**TAREA**:
Reproduzca el pasaje del extracto sobre la inmortalidad que comienza en "ENTRE VIVIR Y" y termina en "lo han logrado.", cambiando "criatura humana" por "especie humana".

**FRAGMENTO DEL DOCUMENTO**:
+---+

Mientras Heracles se deshacía de la langosta, Iolaos prendía fuego varios árboles. (Esa es la técnica, cortar la cabeza y quemar lo que resta, pensemos en Terminator, el androide del cine, que volvía a renacer hasta que lo reventaron del todo con explosivos.) Con las ramas encendidas, el primo (nada que ver con el Tirri, primo de Marcelo Hugo) quemaba las heridas cada vez que Heracles cortaba una cabeza. La Hidra y la langosta, que al final lo ayudaría, ascendieron al firmamento gracias a Atenea y dieron lugar a las constelaciones de Hidra, la Serpiente, y Cáncer, el cangrejo.

Estas constelaciones, muestran su “inmortalidad” en el cielo que nos protege. Ocurre que el pobre cangrejillo que camina como chencha (hay que bailar con ritmo cubano para saber de qué estamos hablando) ignora su condición de supuesta inmortalidad, por aquello de la conciencia: no la tiene.

Sin embargo, hay mortales que también parecen ignorarlo aunque viven en otras galaxias, más cerca, en la Tierra. Por caso, la inefable duquesa Cayetana de Alba, que si la miramos bien, con su novio joven y sus facciones trastocadas en vaya uno a saber qué animalito, está empeñada en ir para atrás, como el cangrejo, sólo que bailando sevillanas. Y en estas pampas, si uno presta atención, hay muchos animales sueltos que caminan como chenchas tan campantes con caras monstruosas en patios cerrados paquetísimos, al mejor estilo de la película Brazil, una ficción que se ha vuelto realidad total.

No hace mucho, la conductora estadounidense Joan Rivers –hecha de nuevo una y otra vez por cirugías plásticas de arriba abajo– no logró salir de la última operación para mejorar sus cuerdas vocales.

Seguro que también se le habían estirado en la desmesura de sus tironeadas de piel, boca, pelo, rellenos hialurónicos y ainda mais. En fin, menos mal que en nuestra pantalla chica Nacha Guevara ya está cerca de retroceder a los quince añitos con corona de flores como Afrodita. Sin tiara de brillos, ni vals, que para eso el señor de los anillos riales no tiene parangón.

ENTRE VIVIR Y DURAR

 

 

Según el diccionario de la RAE, se entiende por inmortalidad a la cualidad de ser inmortal y a la duración indefinida de algo en la memoria de los hombres. Es esto lo que desde el principio de los tiempos la criatura humana ha buscado. Permanecer en la memoria de los otros. Tenemos claro que muchos lo han logrado.

Desde Bach a Los Beatles, desde Homero a Borges –cuyo cuento El inmortal precisamente hace que nos horroricemos por la sola idea del castigo a ser infinitos–, de El Bosco a David Hockney, del Partenón a Rodin. Y siguen las firmas extraordinarias fijadas en la memoria humana. No es lo mismo vivir mucho y sin saber muy bien para qué. O sí, claro: para estar en el Libro Guinness de los Récords. Sakari Momoi ha sido reconocido como el hombre más viejo del mundo.

+---+

(Datos de origen)

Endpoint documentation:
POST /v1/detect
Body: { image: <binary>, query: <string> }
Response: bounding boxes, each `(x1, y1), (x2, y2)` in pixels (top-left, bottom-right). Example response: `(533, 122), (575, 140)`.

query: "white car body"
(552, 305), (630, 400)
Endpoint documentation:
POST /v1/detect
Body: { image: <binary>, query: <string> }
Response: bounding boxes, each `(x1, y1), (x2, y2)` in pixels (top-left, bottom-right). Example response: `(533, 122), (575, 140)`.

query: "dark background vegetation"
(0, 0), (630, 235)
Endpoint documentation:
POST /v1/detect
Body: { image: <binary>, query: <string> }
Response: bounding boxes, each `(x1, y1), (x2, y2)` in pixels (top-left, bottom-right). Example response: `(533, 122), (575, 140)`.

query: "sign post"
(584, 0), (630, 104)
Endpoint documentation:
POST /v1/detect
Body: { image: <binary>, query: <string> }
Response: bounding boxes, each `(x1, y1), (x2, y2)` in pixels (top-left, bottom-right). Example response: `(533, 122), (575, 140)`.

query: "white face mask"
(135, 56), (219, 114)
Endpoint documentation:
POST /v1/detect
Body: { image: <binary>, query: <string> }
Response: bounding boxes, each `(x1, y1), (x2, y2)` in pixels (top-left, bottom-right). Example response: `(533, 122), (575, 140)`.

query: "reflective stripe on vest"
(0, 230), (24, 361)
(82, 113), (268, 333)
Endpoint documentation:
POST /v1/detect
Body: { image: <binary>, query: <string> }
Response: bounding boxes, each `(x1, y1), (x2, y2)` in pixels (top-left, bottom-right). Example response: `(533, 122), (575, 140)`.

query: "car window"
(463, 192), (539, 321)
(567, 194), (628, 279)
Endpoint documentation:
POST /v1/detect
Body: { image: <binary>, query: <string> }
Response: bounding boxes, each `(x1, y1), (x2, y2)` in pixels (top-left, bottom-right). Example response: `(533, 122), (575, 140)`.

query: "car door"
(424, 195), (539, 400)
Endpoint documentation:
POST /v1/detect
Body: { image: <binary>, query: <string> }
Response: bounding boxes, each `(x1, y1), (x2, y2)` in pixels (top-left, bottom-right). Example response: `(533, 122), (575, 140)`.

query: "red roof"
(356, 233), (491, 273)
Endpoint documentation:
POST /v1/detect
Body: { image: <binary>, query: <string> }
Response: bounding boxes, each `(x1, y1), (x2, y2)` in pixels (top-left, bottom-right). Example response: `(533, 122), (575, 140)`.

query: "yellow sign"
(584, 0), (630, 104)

+---+

**RESPUESTA DEL EJERCICIO**:
ENTRE VIVIR Y DURAR

 

 

Según el diccionario de la RAE, se entiende por inmortalidad a la cualidad de ser inmortal y a la duración indefinida de algo en la memoria de los hombres. Es esto lo que desde el principio de los tiempos la especie humana ha buscado. Permanecer en la memoria de los otros. Tenemos claro que muchos lo han logrado.